[EXERCISE DESCRIPTION]
Return the records that follow, unchanged and complete.

[DATA IN THIS EXERCISE]
-=-=-

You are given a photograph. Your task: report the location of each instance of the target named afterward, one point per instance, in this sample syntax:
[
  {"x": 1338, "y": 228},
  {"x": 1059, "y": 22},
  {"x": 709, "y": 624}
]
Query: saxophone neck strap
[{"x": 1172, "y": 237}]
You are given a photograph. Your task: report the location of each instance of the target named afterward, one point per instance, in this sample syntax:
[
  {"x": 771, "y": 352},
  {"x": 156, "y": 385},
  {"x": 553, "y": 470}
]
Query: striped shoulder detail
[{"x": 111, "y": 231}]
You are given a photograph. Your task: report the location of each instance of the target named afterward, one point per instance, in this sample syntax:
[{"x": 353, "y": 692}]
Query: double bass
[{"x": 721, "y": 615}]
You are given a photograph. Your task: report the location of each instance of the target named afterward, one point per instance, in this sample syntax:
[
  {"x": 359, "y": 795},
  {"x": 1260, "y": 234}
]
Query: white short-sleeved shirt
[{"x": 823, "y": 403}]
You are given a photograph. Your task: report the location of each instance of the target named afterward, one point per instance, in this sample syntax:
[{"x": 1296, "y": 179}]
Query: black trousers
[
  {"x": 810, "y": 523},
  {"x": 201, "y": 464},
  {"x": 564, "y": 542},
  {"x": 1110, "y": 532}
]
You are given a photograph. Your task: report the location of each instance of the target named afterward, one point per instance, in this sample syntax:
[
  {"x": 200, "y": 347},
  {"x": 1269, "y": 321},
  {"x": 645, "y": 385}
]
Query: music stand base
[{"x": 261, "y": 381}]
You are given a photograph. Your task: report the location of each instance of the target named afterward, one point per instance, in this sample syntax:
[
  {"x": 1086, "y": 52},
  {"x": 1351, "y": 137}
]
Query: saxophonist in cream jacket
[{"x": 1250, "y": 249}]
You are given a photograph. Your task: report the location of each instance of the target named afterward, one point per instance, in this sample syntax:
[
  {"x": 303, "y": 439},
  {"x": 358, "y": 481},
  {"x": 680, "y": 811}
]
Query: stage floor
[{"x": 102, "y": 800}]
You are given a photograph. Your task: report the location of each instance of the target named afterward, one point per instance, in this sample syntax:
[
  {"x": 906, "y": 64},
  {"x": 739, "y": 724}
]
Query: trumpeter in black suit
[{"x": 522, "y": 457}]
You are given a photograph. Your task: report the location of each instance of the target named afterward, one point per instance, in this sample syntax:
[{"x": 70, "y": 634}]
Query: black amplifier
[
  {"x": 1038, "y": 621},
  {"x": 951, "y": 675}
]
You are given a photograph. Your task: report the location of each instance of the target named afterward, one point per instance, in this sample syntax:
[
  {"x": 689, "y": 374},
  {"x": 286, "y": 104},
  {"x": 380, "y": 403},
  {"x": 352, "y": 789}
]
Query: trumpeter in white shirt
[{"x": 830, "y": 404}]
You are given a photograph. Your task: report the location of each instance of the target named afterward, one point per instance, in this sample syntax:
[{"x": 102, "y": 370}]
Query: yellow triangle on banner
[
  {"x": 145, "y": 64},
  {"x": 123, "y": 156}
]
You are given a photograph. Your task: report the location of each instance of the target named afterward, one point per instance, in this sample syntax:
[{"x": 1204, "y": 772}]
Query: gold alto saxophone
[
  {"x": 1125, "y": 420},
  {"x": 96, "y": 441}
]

-=-=-

[RESPONSE TO THE EXERCISE]
You are given a photograph. Your task: report the location of each instance of the target named afterward, one point per instance, in this sample syntax:
[
  {"x": 1338, "y": 228},
  {"x": 1059, "y": 22},
  {"x": 709, "y": 624}
]
Query: saxophone neck strap
[{"x": 1172, "y": 237}]
You are given a photograph. Your task: report the location of each instance of the target named afterward, one point per instance, in this sample syntax:
[
  {"x": 771, "y": 352},
  {"x": 156, "y": 385},
  {"x": 553, "y": 470}
]
Query: striped shoulder detail
[{"x": 111, "y": 231}]
You are given a photograph. Your task: report the location of each instance of the target named afterward, one point per instance, in this sample syntax:
[{"x": 353, "y": 692}]
Query: double bass
[{"x": 721, "y": 615}]
You are given a photograph. Your task: report the location of each instance of the target named afterward, one point per instance, in this sample syntax:
[
  {"x": 359, "y": 795},
  {"x": 1260, "y": 234}
]
Query: white short-sleeved shirt
[{"x": 823, "y": 403}]
You are given a photograph. Your task: report the location of each instance of the target named afterward, one point per instance, in this sample syntax:
[{"x": 1296, "y": 179}]
Query: black trousers
[
  {"x": 810, "y": 523},
  {"x": 201, "y": 464},
  {"x": 564, "y": 542},
  {"x": 1110, "y": 532}
]
You are given a photograph. Your task: report the location of each instance of the target named afterward, one point per instance, in this sample syntax:
[
  {"x": 200, "y": 347},
  {"x": 1269, "y": 321},
  {"x": 645, "y": 385}
]
Query: music stand base
[{"x": 261, "y": 381}]
You are given a photograph. Your task: report the location of each instance of the target named afterward, one point per instance, in this sample syntax:
[
  {"x": 1086, "y": 52},
  {"x": 1351, "y": 137}
]
Query: saxophonist in cream jacket
[{"x": 1250, "y": 249}]
You are given a photograph. Your task: report the location of each instance of the target named afterward, one point per instance, in this sample syntax:
[
  {"x": 303, "y": 439},
  {"x": 358, "y": 481},
  {"x": 680, "y": 811}
]
Query: stage floor
[{"x": 102, "y": 800}]
You are given a photograph. Your task: report the location of each instance of the target named afterward, one point per instance, in this sample syntax:
[
  {"x": 906, "y": 64},
  {"x": 739, "y": 724}
]
Query: trumpeter in black suit
[{"x": 522, "y": 457}]
You are given a photograph. Your task: report the location of each instance of the target named afterward, one point per instance, in this sample syntax:
[{"x": 70, "y": 634}]
Query: black amplifier
[
  {"x": 1038, "y": 621},
  {"x": 951, "y": 675}
]
You are given a photograph. Your task: report the location of each instance of the target named afterward, one point per instance, in this sample syntax:
[
  {"x": 689, "y": 374},
  {"x": 286, "y": 104},
  {"x": 380, "y": 403},
  {"x": 352, "y": 789}
]
Query: trumpeter in white shirt
[{"x": 830, "y": 404}]
You are given a photograph. Your task: report the location of each instance of the target named afterward, one point per instance, in this sample syntax:
[{"x": 102, "y": 370}]
Query: yellow triangle on banner
[
  {"x": 145, "y": 64},
  {"x": 123, "y": 156}
]
You are given a photograph. Your task: report the location of each instance of the target named afterward, one point per instance, in this sample syntax:
[{"x": 1204, "y": 772}]
Query: gold alto saxophone
[
  {"x": 1125, "y": 420},
  {"x": 96, "y": 441}
]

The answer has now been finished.